### Task material
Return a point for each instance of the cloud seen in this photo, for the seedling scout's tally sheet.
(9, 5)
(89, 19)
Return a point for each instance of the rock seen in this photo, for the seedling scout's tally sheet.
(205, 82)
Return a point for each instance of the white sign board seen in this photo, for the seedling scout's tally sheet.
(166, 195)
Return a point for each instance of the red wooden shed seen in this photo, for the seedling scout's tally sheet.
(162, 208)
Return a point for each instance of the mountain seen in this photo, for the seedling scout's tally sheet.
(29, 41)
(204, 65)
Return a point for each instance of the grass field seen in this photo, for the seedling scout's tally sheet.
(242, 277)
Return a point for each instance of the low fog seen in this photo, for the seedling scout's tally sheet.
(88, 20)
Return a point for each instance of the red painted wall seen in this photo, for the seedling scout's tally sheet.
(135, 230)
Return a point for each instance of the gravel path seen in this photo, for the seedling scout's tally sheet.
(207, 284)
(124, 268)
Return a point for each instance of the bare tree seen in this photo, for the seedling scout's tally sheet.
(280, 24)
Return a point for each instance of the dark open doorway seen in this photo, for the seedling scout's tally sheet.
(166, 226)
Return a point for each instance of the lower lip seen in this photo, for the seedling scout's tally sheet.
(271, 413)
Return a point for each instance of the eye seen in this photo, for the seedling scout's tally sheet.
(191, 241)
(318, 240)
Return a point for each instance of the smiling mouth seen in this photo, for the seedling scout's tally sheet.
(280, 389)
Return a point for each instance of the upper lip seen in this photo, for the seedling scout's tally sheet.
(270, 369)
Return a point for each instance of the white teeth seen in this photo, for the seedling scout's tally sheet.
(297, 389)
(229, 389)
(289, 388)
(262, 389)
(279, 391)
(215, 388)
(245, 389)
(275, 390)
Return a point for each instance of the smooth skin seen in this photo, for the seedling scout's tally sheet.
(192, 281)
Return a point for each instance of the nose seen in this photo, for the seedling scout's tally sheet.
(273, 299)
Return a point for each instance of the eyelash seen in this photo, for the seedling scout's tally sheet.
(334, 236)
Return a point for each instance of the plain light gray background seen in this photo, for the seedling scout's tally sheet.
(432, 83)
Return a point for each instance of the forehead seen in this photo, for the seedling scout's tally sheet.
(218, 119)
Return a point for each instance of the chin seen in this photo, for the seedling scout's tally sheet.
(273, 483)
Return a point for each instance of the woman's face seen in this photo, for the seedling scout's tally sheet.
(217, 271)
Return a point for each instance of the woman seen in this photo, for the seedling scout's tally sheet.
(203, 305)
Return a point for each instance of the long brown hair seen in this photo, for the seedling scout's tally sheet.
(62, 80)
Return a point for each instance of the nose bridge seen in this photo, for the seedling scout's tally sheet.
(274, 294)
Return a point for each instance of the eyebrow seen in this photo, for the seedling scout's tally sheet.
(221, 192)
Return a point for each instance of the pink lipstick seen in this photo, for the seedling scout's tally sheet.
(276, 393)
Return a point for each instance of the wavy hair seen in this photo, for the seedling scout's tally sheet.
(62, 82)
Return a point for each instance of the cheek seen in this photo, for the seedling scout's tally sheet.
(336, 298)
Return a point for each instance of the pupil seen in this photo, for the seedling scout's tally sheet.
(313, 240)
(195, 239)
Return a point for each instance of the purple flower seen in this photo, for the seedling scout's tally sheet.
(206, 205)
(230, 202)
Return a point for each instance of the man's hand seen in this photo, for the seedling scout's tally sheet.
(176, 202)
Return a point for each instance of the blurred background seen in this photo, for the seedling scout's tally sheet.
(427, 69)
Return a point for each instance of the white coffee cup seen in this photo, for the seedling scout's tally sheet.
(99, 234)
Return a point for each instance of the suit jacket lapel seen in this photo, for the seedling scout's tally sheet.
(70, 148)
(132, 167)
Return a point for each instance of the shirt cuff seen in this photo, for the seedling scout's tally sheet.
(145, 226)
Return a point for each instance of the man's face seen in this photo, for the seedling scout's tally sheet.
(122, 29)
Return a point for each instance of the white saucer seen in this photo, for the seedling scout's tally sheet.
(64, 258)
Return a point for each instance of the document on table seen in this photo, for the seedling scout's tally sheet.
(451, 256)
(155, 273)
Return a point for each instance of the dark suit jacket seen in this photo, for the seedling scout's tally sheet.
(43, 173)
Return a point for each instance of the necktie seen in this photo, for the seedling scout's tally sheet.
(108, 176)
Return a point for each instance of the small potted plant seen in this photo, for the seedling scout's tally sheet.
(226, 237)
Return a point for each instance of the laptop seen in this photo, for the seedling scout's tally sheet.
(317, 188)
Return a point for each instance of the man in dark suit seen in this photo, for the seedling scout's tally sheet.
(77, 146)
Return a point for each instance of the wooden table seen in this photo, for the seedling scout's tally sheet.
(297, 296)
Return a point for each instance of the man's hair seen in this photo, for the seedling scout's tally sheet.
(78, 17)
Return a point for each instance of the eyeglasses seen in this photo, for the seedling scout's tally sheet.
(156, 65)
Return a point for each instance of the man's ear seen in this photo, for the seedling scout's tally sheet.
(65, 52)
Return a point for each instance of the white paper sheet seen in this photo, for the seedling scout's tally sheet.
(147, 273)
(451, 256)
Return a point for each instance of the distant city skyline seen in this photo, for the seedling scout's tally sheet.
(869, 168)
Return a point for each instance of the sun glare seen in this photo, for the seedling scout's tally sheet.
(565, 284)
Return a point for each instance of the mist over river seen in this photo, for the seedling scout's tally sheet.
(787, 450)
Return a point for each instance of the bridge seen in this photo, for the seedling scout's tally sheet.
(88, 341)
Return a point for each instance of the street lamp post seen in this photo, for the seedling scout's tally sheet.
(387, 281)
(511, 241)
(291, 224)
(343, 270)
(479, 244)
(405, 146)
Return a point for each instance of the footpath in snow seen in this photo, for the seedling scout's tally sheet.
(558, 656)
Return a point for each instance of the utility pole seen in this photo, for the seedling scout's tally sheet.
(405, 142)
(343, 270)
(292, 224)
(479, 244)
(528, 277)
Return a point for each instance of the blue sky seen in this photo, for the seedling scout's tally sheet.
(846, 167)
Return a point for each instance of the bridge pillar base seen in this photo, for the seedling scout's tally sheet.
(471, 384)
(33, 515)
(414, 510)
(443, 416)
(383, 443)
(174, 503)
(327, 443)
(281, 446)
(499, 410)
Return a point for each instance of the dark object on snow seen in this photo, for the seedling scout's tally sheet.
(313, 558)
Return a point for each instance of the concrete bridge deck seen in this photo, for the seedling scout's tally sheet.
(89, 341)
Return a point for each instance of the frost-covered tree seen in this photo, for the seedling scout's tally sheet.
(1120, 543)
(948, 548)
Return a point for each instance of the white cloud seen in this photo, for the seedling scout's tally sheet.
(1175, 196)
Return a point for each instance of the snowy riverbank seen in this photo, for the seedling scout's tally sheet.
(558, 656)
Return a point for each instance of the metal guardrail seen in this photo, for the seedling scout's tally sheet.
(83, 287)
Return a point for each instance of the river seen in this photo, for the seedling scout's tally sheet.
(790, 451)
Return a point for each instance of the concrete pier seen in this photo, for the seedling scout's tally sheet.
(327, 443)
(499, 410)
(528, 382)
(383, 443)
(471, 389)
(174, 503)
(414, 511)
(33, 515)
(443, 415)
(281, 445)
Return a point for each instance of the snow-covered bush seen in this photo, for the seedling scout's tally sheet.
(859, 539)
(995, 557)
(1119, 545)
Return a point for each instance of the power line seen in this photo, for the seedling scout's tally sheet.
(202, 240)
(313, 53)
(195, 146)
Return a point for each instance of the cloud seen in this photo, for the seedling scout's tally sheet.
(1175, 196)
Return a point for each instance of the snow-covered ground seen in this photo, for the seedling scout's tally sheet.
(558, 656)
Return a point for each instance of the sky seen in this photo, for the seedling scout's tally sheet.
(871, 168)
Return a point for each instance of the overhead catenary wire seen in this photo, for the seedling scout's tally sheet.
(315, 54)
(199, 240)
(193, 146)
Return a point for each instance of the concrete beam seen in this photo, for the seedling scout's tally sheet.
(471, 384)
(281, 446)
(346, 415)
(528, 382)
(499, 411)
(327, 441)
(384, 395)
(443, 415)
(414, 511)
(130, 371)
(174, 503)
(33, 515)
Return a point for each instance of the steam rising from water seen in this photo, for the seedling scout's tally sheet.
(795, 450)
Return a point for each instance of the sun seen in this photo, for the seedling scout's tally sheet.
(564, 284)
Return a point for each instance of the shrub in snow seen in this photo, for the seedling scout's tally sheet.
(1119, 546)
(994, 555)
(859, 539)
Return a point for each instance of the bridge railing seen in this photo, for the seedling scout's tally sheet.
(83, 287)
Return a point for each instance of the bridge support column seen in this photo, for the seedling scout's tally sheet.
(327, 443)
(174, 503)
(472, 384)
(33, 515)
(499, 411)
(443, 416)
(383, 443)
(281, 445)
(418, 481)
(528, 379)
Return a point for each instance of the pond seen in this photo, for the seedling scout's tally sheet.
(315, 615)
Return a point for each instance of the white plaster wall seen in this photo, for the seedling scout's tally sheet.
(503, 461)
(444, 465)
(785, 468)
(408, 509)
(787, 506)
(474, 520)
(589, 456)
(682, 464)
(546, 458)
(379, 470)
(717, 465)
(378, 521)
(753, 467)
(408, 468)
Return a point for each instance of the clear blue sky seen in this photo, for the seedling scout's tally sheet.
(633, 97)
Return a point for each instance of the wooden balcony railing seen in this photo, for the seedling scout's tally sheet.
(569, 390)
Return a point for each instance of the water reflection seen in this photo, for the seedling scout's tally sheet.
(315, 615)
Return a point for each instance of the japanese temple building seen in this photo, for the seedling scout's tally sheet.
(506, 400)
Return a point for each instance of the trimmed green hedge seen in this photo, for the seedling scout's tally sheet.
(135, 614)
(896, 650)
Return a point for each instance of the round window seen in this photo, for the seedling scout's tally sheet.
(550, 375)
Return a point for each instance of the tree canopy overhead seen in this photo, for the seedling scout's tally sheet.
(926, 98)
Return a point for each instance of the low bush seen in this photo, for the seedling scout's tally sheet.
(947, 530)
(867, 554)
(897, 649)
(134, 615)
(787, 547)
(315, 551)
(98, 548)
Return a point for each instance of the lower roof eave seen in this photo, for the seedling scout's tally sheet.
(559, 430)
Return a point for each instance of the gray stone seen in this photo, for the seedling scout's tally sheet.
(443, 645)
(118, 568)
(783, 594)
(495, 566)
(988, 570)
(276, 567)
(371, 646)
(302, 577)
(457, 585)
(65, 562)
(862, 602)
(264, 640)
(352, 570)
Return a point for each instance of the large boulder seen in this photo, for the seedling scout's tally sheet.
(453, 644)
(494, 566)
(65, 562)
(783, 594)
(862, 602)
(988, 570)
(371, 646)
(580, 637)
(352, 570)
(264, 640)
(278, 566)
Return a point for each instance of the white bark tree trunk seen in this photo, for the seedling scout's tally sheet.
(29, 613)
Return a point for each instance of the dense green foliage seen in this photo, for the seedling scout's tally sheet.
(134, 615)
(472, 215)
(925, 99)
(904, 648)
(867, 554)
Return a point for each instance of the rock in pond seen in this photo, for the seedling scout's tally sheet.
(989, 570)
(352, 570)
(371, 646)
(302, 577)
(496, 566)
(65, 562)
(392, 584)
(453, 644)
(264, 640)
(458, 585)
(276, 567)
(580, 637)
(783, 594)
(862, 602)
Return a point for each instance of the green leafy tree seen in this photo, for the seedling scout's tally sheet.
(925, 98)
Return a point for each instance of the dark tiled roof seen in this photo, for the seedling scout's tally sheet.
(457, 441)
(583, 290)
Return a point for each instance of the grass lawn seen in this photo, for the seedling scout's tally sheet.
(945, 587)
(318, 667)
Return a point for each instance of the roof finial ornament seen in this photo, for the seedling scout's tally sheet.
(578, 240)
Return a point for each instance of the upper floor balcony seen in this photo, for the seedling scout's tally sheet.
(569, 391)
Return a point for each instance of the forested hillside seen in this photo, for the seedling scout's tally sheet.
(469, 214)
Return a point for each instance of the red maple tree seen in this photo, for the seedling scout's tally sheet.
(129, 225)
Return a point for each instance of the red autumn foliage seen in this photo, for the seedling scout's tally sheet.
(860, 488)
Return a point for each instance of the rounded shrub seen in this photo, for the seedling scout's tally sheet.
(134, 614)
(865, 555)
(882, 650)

### Given problem
Repeat the line that contains "Return a point for each instance of the green", then every line after it until the records end, with nothing added.

### The answer
Return a point for each instance of the green leafy tree seen in this photo, for the seedling scout's tally sheet.
(925, 98)
Return a point for each instance of the dark tiled roof seen in this photo, for the seedling scout's tally sheet.
(457, 441)
(583, 290)
Return a point for each instance of the grass lawn seen in this photo, for the seedling scout's tally sheet.
(945, 587)
(318, 667)
Return a point for each instance of the roof finial ornament seen in this photo, for the seedling scout's tally sheet.
(578, 240)
Return a point for each instance of the upper floor balcony seen in this photo, for the seedling scout's tally sheet.
(569, 391)
Return a point for each instance of the forested hillside seen in this photo, for the seedling scout's tally sheet.
(469, 214)
Return a point for each instance of the red maple tree seen in this photo, for the seedling scout's tally sheet.
(129, 225)
Return a point for each instance of the red autumn foliage seen in this photo, for the seedling scout's tally sheet.
(860, 488)
Return a point for each instance of the rounded shrub seen in this photo, for the seedling scout's tally sheet.
(134, 614)
(865, 555)
(882, 650)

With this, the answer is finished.